Records from a collection
◆ ◆ ◆
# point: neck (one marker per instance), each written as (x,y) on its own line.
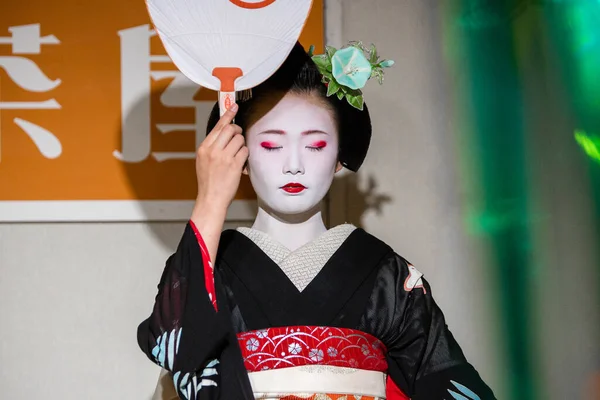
(293,231)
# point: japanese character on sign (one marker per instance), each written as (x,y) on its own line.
(27,40)
(136,75)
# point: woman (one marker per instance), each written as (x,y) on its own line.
(296,310)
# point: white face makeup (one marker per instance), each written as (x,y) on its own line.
(293,152)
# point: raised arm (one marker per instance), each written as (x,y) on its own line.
(186,334)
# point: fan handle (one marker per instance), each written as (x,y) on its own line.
(227,76)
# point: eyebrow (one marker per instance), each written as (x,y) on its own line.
(280,132)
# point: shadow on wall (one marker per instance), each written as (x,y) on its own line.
(156,141)
(356,199)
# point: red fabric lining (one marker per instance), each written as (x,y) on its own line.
(209,278)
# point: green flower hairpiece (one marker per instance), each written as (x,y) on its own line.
(347,70)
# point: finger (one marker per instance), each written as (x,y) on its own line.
(234,145)
(227,133)
(241,157)
(224,121)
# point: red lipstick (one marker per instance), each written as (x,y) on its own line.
(293,187)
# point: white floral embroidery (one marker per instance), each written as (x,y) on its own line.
(365,349)
(252,344)
(294,348)
(316,355)
(332,352)
(262,333)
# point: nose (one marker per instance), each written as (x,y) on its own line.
(293,164)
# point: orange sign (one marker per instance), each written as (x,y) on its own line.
(92,109)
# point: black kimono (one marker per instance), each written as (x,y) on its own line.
(364,291)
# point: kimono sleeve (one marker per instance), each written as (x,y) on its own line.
(184,333)
(424,359)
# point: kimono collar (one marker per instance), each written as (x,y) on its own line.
(303,264)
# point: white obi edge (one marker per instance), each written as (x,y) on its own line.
(313,379)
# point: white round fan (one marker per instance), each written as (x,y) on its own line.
(228,45)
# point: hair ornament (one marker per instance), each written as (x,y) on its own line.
(347,70)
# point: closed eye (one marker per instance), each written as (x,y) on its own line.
(270,146)
(317,146)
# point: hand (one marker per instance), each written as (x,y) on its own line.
(219,163)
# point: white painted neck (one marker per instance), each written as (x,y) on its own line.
(292,231)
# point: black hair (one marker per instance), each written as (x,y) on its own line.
(299,74)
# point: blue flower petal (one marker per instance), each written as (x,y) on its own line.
(351,68)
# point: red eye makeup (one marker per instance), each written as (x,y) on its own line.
(317,146)
(269,146)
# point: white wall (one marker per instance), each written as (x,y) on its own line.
(72,297)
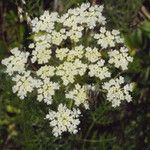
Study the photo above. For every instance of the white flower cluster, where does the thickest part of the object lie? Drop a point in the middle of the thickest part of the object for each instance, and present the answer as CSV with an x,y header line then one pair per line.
x,y
68,52
64,120
117,92
24,84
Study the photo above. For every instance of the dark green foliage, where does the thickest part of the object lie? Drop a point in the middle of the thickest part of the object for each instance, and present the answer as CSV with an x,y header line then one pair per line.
x,y
22,126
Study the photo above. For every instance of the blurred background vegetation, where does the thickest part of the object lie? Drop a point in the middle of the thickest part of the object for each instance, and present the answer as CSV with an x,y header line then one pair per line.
x,y
22,126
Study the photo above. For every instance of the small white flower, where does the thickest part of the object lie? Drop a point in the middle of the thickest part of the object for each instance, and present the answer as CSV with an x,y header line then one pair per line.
x,y
46,71
16,62
24,84
46,91
79,95
120,58
99,70
117,92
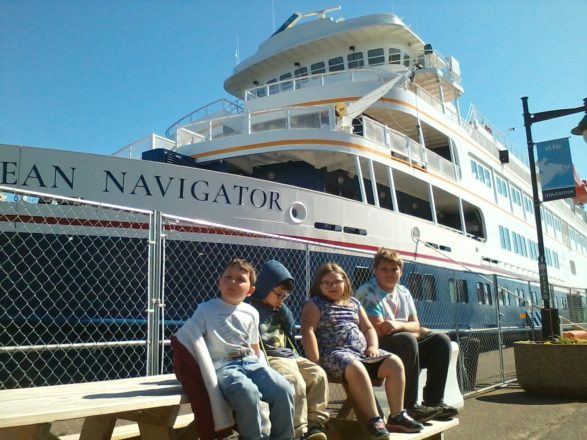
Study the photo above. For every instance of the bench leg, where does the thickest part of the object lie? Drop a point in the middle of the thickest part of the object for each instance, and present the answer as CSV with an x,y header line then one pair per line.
x,y
150,431
154,424
29,432
98,428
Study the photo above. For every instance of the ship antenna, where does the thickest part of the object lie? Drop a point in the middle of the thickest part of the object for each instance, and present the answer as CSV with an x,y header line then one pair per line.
x,y
236,52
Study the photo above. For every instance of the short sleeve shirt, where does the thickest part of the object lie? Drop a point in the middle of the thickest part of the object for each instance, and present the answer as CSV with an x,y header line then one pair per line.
x,y
229,330
395,306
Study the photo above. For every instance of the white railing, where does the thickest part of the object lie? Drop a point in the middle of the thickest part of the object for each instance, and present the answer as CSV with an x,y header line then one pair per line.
x,y
135,149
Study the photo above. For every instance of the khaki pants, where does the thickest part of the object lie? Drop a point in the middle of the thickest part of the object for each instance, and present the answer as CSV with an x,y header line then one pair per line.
x,y
311,391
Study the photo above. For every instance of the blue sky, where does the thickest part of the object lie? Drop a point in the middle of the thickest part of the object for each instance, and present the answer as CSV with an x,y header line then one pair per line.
x,y
96,75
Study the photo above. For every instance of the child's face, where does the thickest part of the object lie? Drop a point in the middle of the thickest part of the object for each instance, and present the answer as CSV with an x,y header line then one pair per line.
x,y
276,297
332,286
387,275
235,285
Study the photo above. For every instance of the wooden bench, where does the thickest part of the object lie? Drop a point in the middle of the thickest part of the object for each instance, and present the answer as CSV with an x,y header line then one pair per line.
x,y
153,402
434,429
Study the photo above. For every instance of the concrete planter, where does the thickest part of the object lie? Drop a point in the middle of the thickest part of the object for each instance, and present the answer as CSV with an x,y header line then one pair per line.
x,y
553,370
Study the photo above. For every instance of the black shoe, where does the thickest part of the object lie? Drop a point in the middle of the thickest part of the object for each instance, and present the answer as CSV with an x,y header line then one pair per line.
x,y
445,411
315,433
403,423
376,428
424,413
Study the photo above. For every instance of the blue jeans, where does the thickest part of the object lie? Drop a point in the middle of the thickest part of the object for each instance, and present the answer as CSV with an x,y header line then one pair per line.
x,y
244,383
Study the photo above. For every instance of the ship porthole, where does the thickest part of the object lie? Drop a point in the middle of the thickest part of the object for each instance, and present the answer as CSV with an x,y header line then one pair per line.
x,y
297,212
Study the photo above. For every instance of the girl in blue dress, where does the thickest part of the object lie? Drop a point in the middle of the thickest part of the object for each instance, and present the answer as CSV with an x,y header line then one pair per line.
x,y
337,334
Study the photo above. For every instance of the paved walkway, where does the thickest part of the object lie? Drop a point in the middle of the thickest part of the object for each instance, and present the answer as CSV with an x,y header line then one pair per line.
x,y
511,414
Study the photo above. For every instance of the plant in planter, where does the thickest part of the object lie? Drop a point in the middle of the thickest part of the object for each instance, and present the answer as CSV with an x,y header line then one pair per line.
x,y
552,368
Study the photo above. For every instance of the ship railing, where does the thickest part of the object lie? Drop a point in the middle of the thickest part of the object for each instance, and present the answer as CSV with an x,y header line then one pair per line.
x,y
442,166
208,111
405,148
319,80
434,102
135,149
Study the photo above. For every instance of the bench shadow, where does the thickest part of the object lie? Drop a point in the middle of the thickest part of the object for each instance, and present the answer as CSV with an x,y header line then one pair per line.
x,y
176,389
520,397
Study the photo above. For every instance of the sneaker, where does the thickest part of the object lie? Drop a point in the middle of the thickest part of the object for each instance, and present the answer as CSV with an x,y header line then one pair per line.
x,y
376,428
424,413
315,433
403,423
445,411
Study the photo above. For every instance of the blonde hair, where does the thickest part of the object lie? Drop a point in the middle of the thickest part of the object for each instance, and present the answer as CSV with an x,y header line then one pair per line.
x,y
326,269
244,265
387,255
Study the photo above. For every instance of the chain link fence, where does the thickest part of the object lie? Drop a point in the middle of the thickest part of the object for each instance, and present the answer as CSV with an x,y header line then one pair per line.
x,y
91,292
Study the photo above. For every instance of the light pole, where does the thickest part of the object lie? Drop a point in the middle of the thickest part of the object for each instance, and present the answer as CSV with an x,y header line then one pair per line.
x,y
550,319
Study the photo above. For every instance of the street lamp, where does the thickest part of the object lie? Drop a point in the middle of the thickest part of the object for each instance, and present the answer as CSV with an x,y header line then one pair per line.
x,y
550,319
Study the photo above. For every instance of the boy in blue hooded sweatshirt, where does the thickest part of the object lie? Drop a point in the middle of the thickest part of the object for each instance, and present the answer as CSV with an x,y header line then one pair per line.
x,y
276,328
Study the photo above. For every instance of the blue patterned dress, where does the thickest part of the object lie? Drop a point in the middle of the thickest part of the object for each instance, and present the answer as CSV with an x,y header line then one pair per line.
x,y
340,340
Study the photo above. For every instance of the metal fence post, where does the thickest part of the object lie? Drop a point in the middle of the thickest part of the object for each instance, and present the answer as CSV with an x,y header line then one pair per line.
x,y
154,293
498,316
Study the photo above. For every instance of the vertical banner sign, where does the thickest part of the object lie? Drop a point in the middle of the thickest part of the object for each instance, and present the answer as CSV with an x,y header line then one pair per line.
x,y
556,169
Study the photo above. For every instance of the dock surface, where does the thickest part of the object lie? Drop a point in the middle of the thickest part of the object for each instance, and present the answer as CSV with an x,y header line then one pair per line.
x,y
510,413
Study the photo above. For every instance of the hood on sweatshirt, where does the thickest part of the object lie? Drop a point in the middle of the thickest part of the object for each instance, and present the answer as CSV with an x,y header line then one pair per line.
x,y
272,274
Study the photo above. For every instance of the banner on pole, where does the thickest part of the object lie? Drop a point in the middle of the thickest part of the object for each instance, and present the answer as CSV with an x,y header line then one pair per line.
x,y
556,169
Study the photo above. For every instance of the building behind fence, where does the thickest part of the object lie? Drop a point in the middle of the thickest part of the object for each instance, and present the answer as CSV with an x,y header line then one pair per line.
x,y
90,292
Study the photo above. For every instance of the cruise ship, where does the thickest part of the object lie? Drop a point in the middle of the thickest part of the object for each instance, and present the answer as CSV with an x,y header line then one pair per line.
◆ ◆ ◆
▶ [EXERCISE OBJECTIVE]:
Nothing but the lines from the one with "Study the photo above. For every instance of the hood" through the end of the data above should be repeated, each exactly as it stands.

▶ [RESULT FOR THIS TASK]:
Study the photo above. For every instance of the hood on sweatshirt, where does the thickest part of the object lie? Drop a point in the middle of the thickest part of the object for each instance, and present the answer as CSV with an x,y header line then one pair per line.
x,y
272,274
Study the photo above. For every instance of the banner on pole, where does the thickest part of the object lie? Drop a point in the middle of the thickest part of the object for each instance, and present the answer as CSV with an x,y header line then one pair per line.
x,y
556,169
Study the photo above. For every instance of the building behind fence, where does the thickest part of the object lie? Drop a point in the middle of the thickest part of the object for each instance, and present the answer as CSV with an x,y header line then one pair per line.
x,y
90,292
Study the photo above. For every instance of the cruise ship, where does the thickest part of the object lie? Drop a point in the middle of the thickest part of the object for each instance, and present the answer as CSV with an x,y header line then one pair per line.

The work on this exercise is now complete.